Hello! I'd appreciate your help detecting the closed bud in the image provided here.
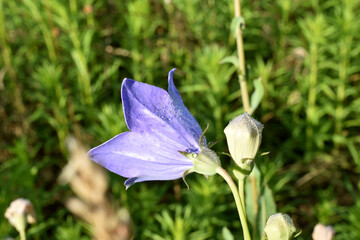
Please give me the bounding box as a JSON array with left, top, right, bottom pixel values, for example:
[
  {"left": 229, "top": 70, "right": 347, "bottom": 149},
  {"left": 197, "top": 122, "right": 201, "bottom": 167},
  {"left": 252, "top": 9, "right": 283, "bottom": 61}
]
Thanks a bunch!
[
  {"left": 224, "top": 113, "right": 264, "bottom": 171},
  {"left": 264, "top": 213, "right": 296, "bottom": 240}
]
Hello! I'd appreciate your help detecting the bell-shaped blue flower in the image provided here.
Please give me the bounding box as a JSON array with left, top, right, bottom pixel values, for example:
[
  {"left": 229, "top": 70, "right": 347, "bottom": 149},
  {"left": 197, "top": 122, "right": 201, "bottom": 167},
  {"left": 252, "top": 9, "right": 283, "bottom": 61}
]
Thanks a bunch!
[{"left": 89, "top": 69, "right": 220, "bottom": 188}]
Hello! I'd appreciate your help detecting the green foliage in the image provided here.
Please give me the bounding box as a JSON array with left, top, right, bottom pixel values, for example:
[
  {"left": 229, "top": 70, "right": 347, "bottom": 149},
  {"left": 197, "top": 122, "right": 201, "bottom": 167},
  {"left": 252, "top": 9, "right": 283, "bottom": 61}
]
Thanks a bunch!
[{"left": 0, "top": 0, "right": 360, "bottom": 239}]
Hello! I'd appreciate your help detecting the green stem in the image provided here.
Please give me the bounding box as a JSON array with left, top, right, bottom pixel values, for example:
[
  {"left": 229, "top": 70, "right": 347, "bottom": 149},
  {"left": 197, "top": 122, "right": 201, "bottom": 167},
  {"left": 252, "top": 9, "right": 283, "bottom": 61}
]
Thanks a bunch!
[
  {"left": 216, "top": 167, "right": 251, "bottom": 240},
  {"left": 239, "top": 178, "right": 246, "bottom": 211},
  {"left": 234, "top": 0, "right": 251, "bottom": 113}
]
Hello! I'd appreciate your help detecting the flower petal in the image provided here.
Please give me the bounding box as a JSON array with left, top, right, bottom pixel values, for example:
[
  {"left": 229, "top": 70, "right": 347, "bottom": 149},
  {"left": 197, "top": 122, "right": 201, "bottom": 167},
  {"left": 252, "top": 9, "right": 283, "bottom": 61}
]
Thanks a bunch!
[
  {"left": 168, "top": 68, "right": 206, "bottom": 145},
  {"left": 89, "top": 132, "right": 193, "bottom": 187},
  {"left": 121, "top": 79, "right": 201, "bottom": 152}
]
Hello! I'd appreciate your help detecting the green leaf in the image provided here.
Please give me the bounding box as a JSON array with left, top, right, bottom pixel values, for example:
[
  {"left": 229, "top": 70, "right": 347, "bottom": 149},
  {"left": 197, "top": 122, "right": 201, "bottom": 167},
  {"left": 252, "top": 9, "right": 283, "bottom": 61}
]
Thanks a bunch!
[
  {"left": 250, "top": 78, "right": 264, "bottom": 115},
  {"left": 220, "top": 56, "right": 239, "bottom": 67},
  {"left": 230, "top": 17, "right": 245, "bottom": 37}
]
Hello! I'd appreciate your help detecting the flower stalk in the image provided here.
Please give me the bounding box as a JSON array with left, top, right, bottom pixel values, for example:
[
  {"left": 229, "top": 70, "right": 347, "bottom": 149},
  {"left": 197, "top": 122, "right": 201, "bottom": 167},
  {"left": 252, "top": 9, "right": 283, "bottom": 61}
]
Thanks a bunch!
[{"left": 216, "top": 166, "right": 251, "bottom": 240}]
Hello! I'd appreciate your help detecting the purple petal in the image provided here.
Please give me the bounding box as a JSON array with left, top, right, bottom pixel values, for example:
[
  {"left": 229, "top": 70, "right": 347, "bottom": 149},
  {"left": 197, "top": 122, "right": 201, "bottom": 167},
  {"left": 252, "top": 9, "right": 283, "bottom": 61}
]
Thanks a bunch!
[
  {"left": 121, "top": 79, "right": 201, "bottom": 151},
  {"left": 168, "top": 68, "right": 202, "bottom": 145},
  {"left": 89, "top": 132, "right": 193, "bottom": 187}
]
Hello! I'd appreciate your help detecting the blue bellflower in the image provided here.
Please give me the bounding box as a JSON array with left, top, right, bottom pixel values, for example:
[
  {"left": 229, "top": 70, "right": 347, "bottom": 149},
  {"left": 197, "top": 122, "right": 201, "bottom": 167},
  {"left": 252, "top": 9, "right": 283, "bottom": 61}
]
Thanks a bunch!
[{"left": 89, "top": 69, "right": 220, "bottom": 188}]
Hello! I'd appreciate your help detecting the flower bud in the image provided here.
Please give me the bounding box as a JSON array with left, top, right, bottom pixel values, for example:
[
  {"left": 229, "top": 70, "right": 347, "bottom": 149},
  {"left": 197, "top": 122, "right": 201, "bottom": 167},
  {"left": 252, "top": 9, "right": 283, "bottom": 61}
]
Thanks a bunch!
[
  {"left": 5, "top": 198, "right": 36, "bottom": 232},
  {"left": 224, "top": 113, "right": 264, "bottom": 170},
  {"left": 312, "top": 223, "right": 335, "bottom": 240},
  {"left": 264, "top": 213, "right": 296, "bottom": 240}
]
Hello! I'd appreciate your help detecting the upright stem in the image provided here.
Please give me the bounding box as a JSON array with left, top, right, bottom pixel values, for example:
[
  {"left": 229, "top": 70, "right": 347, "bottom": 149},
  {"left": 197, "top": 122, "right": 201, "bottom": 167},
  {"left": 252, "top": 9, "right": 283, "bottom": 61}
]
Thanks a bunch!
[
  {"left": 216, "top": 167, "right": 251, "bottom": 240},
  {"left": 239, "top": 178, "right": 246, "bottom": 211},
  {"left": 234, "top": 0, "right": 251, "bottom": 113}
]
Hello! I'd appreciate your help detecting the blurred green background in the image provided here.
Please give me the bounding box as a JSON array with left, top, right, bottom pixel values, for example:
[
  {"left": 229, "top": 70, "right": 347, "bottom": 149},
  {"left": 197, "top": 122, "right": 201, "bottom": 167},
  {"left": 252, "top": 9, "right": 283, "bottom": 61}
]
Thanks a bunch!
[{"left": 0, "top": 0, "right": 360, "bottom": 240}]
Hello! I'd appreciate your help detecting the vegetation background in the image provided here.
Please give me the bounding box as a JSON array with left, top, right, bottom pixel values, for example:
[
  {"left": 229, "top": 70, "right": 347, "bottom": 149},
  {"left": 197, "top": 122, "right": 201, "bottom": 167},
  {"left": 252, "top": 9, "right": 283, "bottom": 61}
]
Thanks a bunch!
[{"left": 0, "top": 0, "right": 360, "bottom": 240}]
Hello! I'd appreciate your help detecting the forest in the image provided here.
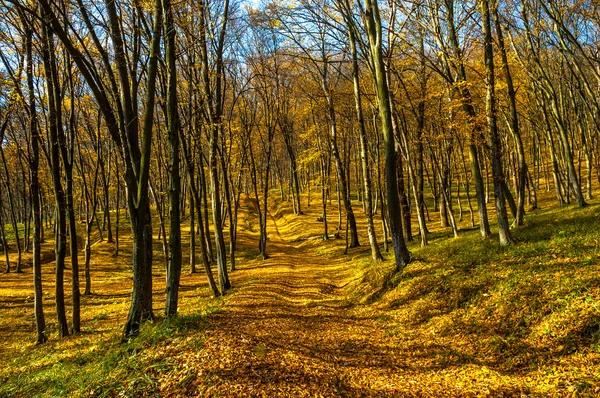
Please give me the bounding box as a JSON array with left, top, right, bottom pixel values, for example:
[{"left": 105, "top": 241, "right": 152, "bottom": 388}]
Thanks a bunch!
[{"left": 0, "top": 0, "right": 600, "bottom": 397}]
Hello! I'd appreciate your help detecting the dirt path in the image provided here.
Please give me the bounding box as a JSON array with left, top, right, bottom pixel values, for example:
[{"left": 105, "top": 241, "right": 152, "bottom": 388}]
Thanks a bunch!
[{"left": 171, "top": 207, "right": 420, "bottom": 396}]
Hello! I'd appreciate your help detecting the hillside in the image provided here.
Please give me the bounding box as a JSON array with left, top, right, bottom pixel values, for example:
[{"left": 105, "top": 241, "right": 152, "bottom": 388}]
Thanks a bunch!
[{"left": 0, "top": 197, "right": 600, "bottom": 397}]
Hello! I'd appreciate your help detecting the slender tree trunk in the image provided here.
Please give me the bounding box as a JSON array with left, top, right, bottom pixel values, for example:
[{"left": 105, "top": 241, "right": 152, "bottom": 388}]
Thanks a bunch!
[
  {"left": 162, "top": 0, "right": 181, "bottom": 317},
  {"left": 480, "top": 0, "right": 513, "bottom": 246},
  {"left": 364, "top": 0, "right": 411, "bottom": 271}
]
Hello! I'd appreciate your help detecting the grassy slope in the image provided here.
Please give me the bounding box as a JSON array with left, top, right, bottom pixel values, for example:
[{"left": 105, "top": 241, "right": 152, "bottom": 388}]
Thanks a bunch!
[{"left": 0, "top": 192, "right": 600, "bottom": 396}]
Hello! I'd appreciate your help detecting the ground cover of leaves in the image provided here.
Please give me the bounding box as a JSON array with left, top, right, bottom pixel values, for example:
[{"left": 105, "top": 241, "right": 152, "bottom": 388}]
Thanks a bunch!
[{"left": 0, "top": 193, "right": 600, "bottom": 397}]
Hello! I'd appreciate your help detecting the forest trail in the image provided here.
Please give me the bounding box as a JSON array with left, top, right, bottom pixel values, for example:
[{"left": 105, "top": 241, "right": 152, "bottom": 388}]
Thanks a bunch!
[{"left": 176, "top": 204, "right": 414, "bottom": 396}]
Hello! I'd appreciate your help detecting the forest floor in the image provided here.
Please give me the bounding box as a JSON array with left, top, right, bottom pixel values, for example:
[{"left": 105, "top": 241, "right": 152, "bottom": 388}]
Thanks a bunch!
[{"left": 0, "top": 192, "right": 600, "bottom": 397}]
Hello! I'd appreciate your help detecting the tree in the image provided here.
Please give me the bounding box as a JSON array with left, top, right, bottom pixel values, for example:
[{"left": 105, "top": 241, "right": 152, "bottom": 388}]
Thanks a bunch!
[{"left": 363, "top": 0, "right": 411, "bottom": 272}]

* **Written task**
Could you copy the items above word for word, starting at the line that contains "Hello! I'd appreciate your help detecting the forest trail" and continuing through the end of the items?

* **Output**
Hello! I'd appreciate your help detecting the forest trail in the image provided here.
Please give me the bounding box as a JSON array with left, top, right, bottom pixel values, for example:
[{"left": 105, "top": 241, "right": 152, "bottom": 388}]
Thanks a bunch!
[{"left": 176, "top": 204, "right": 414, "bottom": 396}]
Hello! I'd appreciate your help detecting the forest floor in the image provided here.
Please give me the bounding box as a JSON array with left, top, right, bottom pixel values, for example:
[{"left": 105, "top": 241, "right": 152, "bottom": 388}]
Thanks a bunch!
[{"left": 0, "top": 192, "right": 600, "bottom": 397}]
Hello! I'd appreciate your help detecting the tree in the image provided here.
Please give me the bounding box as a JSON array with left, top, right, bottom pixel values, for example:
[{"left": 105, "top": 241, "right": 152, "bottom": 388}]
Thanks a bunch!
[{"left": 363, "top": 0, "right": 411, "bottom": 272}]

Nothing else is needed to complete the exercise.